### Records for the task ###

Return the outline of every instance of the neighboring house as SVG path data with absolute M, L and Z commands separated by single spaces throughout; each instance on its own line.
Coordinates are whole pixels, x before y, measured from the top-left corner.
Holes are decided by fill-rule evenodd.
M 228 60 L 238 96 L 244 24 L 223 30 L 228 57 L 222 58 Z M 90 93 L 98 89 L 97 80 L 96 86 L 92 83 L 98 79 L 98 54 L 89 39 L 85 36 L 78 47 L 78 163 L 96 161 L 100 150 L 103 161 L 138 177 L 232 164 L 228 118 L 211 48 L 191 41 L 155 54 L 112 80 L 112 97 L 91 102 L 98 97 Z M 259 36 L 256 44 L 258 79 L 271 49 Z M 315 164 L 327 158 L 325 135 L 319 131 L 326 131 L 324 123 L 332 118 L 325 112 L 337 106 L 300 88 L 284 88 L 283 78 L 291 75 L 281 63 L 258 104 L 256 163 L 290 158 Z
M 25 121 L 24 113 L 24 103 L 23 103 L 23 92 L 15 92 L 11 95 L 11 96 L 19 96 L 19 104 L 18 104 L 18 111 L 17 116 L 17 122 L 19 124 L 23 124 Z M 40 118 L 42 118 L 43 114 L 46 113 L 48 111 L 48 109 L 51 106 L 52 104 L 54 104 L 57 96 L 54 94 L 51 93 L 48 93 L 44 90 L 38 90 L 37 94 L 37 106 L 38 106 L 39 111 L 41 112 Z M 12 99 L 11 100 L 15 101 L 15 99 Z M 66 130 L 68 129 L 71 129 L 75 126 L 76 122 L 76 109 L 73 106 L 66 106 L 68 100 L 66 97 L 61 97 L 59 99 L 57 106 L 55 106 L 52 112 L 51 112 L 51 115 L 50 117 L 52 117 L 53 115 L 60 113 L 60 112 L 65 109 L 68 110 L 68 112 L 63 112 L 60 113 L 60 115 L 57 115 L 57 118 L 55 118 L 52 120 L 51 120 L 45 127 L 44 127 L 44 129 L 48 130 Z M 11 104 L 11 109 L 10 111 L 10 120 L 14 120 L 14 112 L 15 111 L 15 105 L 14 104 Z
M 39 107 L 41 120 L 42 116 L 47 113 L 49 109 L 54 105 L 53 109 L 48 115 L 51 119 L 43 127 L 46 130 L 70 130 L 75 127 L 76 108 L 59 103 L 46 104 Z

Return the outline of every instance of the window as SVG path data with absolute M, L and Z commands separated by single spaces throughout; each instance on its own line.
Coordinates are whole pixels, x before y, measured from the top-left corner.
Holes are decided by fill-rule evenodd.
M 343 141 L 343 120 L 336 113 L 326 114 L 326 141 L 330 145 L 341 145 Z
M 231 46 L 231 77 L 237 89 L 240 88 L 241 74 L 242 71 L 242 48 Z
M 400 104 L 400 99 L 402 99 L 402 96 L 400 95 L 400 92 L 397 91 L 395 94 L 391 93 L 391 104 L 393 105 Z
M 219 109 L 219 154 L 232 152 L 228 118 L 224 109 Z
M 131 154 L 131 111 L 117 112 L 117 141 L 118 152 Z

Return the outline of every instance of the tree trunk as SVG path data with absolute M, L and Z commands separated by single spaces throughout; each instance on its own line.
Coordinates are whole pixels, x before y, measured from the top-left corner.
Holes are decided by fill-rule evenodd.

###

▶ Directions
Reproduce all of the data above with each occurrence of "top-left corner" replaced by "upper-left corner", leaving everything else unchanged.

▶ Written answer
Return the outline of every instance of the neighboring house as SVG path data with absolute M, L and Z commands separated by single spaces throughout; each instance on its own line.
Coordinates are whole pixels, x before y, measured from the upper-left corner.
Holes are decided by fill-rule evenodd.
M 228 60 L 238 96 L 244 24 L 223 30 L 228 57 L 222 58 Z M 90 93 L 98 89 L 97 80 L 96 86 L 92 83 L 98 79 L 98 54 L 89 39 L 85 36 L 78 47 L 78 163 L 96 161 L 100 150 L 103 161 L 138 177 L 232 164 L 228 118 L 211 48 L 191 41 L 155 54 L 112 80 L 112 97 L 91 102 L 98 97 Z M 259 36 L 256 44 L 258 79 L 271 49 Z M 315 164 L 327 158 L 325 135 L 319 131 L 326 131 L 324 123 L 332 118 L 325 112 L 337 106 L 300 88 L 284 88 L 283 78 L 291 75 L 281 63 L 258 104 L 256 163 L 290 158 Z
M 25 121 L 24 113 L 24 103 L 23 103 L 23 92 L 15 92 L 11 95 L 11 96 L 19 96 L 19 104 L 18 104 L 18 111 L 17 116 L 17 122 L 19 124 L 23 124 Z M 40 118 L 42 118 L 43 114 L 46 113 L 48 111 L 48 109 L 51 106 L 52 104 L 54 104 L 57 96 L 54 94 L 51 93 L 48 93 L 44 90 L 38 90 L 37 94 L 37 106 L 38 106 L 39 111 L 41 112 Z M 12 99 L 11 100 L 15 101 L 15 99 Z M 66 130 L 68 129 L 71 129 L 75 126 L 76 122 L 76 109 L 73 106 L 66 106 L 68 100 L 66 97 L 61 97 L 59 99 L 57 106 L 55 106 L 52 112 L 51 112 L 51 115 L 50 117 L 52 117 L 53 115 L 60 113 L 60 112 L 65 109 L 68 110 L 68 112 L 63 112 L 60 113 L 60 115 L 57 115 L 57 118 L 55 118 L 52 120 L 51 120 L 45 127 L 44 127 L 44 129 L 48 130 Z M 11 104 L 11 109 L 10 111 L 10 120 L 14 120 L 14 112 L 15 111 L 15 105 L 14 104 Z
M 39 107 L 41 120 L 42 116 L 47 113 L 49 109 L 54 105 L 53 109 L 48 115 L 51 119 L 43 127 L 46 130 L 70 130 L 75 127 L 76 108 L 59 103 L 46 104 Z

Return the outline of every instance of the window as SVG path data with absolute M, L and Z commands separated by single spaces throughout; each instance on its own line.
Coordinates are whole pixels, x before y, measured from the upper-left corner.
Holes are decided by fill-rule evenodd.
M 343 141 L 343 120 L 336 113 L 326 114 L 326 141 L 330 145 L 341 145 Z
M 231 46 L 231 77 L 237 89 L 240 88 L 241 74 L 242 71 L 242 48 Z
M 400 104 L 400 99 L 402 99 L 402 96 L 400 95 L 400 92 L 397 91 L 395 94 L 391 93 L 391 104 L 393 105 Z
M 219 109 L 219 154 L 232 152 L 228 118 L 224 109 Z
M 131 154 L 131 111 L 117 112 L 117 141 L 118 152 Z

Return the outline of every instance of the tree trunk as SVG path data with absolute M, L and Z commands separated by single spaces throughout; each instance on its own line.
Coordinates are whole pixels, x before y, measured from the upper-left corner.
Holes are decided by fill-rule evenodd.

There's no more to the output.